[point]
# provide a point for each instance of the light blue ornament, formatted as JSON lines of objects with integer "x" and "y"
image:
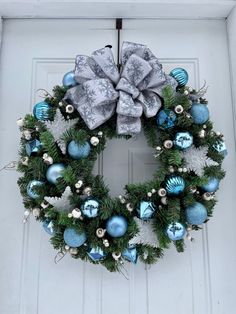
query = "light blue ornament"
{"x": 199, "y": 113}
{"x": 78, "y": 151}
{"x": 41, "y": 110}
{"x": 166, "y": 119}
{"x": 183, "y": 140}
{"x": 116, "y": 226}
{"x": 73, "y": 238}
{"x": 96, "y": 254}
{"x": 176, "y": 231}
{"x": 33, "y": 147}
{"x": 130, "y": 254}
{"x": 180, "y": 75}
{"x": 54, "y": 172}
{"x": 90, "y": 208}
{"x": 69, "y": 79}
{"x": 30, "y": 188}
{"x": 146, "y": 210}
{"x": 196, "y": 214}
{"x": 48, "y": 226}
{"x": 175, "y": 185}
{"x": 212, "y": 185}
==============================
GOAL OF THE EXERCISE:
Please return every line of the material above that includes "point".

PROBLEM SOLUTION:
[point]
# provide a point for each instance of the light blue ornament, formatted as JSON lines of objects with integer "x" and "y"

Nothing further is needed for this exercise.